DATA ::
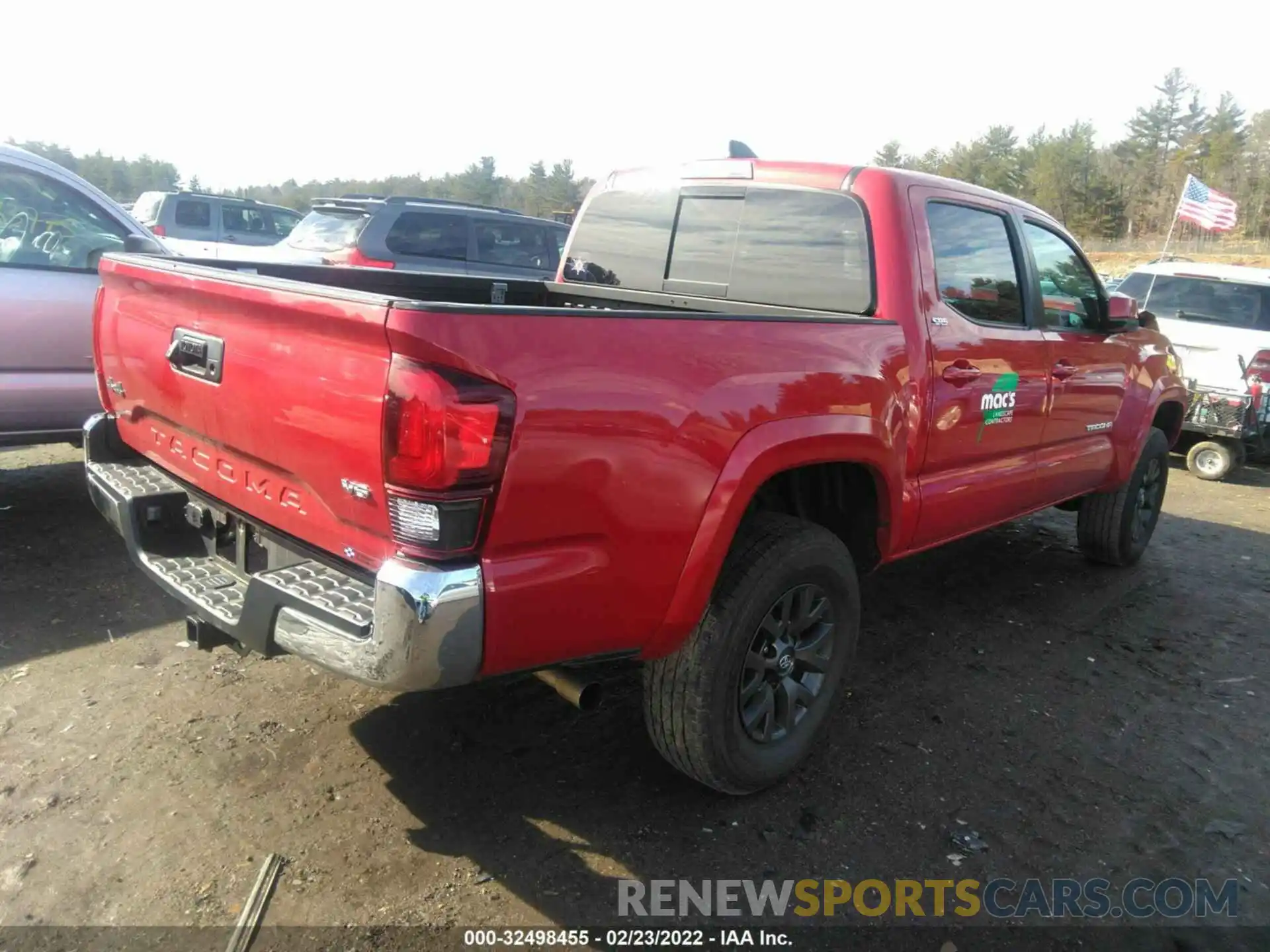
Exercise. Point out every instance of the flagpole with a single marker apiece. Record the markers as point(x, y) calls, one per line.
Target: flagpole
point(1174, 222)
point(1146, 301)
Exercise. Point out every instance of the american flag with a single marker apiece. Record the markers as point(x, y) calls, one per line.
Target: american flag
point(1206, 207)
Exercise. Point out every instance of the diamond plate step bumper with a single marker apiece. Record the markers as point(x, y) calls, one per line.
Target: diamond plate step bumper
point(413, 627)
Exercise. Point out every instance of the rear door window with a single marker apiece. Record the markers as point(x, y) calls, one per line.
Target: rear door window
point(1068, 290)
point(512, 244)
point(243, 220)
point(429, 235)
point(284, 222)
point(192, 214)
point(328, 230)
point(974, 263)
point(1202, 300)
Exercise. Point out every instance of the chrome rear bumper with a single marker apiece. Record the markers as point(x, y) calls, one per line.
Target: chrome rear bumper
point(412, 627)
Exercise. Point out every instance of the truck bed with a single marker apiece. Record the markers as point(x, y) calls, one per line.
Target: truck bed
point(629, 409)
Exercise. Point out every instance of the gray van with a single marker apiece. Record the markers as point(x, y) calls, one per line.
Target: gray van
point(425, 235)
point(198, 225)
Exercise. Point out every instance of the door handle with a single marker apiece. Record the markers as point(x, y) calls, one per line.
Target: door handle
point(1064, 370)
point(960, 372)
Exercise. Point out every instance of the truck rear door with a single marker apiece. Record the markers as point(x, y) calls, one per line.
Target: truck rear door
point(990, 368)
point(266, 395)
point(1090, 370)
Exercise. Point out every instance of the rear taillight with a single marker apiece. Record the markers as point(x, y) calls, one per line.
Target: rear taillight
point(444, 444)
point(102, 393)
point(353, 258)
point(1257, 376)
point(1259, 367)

---

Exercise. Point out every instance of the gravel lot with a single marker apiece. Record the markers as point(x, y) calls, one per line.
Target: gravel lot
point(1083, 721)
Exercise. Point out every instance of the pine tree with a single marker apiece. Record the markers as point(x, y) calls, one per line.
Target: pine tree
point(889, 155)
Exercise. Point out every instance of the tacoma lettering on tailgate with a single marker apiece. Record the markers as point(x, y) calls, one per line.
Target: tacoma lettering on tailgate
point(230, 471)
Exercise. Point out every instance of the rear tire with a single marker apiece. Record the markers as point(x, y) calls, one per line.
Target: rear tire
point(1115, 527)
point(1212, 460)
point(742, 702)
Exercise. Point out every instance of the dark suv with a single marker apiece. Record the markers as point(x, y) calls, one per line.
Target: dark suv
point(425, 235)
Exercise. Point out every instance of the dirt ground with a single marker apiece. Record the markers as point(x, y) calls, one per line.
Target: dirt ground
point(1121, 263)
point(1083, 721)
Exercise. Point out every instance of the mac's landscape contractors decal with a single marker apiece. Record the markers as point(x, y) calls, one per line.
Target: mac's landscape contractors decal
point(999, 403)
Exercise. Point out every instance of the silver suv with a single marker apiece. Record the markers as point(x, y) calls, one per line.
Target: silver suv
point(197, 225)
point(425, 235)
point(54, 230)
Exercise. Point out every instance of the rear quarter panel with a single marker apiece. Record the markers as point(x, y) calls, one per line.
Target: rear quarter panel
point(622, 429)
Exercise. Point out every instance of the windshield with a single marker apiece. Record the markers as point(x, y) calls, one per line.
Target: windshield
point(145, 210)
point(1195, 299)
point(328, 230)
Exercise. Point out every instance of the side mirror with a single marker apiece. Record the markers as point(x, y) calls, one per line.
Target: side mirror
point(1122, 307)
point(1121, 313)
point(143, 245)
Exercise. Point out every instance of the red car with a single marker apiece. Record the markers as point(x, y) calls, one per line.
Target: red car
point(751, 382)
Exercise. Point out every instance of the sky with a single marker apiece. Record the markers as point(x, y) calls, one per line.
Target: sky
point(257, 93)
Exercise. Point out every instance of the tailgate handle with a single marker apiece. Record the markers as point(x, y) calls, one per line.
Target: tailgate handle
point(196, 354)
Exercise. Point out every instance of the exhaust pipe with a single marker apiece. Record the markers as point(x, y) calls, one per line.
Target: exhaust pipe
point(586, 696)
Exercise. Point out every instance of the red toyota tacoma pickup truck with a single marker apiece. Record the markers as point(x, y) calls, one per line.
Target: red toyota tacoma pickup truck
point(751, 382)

YOUR INSTRUCTIONS ::
From the data above, return every line from the line that has "Target: pine tree" up to and including the line that has "Exercise. Point out every instance of the mac's", exactly.

RESPONSE BOX ::
Target: pine tree
point(889, 155)
Exercise. Point out every instance of the tacoma lettering on tailgate with a single marker apiece. Record the markers as point(x, y) calls, one per line.
Target: tacoma lettering on tailgate
point(230, 471)
Exercise. Point out every instance of the rear tire with a single marker apiece. Record the markers as point(x, y) calls, one per line.
Target: rear tire
point(1115, 527)
point(1212, 460)
point(742, 702)
Exercise. Point out every instance of the dark suv with a single marker apiece. Record the markers as point(x, y) calls, one per line.
Target: dark suv
point(425, 235)
Exercise. Point out every instance of the dirt ground with a single marker apiece. Record the markers as point(x, y) calls, one per line.
Target: dirt ground
point(1121, 263)
point(1083, 721)
Exercise. Point out every instance of the mac's landscape contractors decal with a single marker apiece. Record the markers as point(x, y) calls, one per line.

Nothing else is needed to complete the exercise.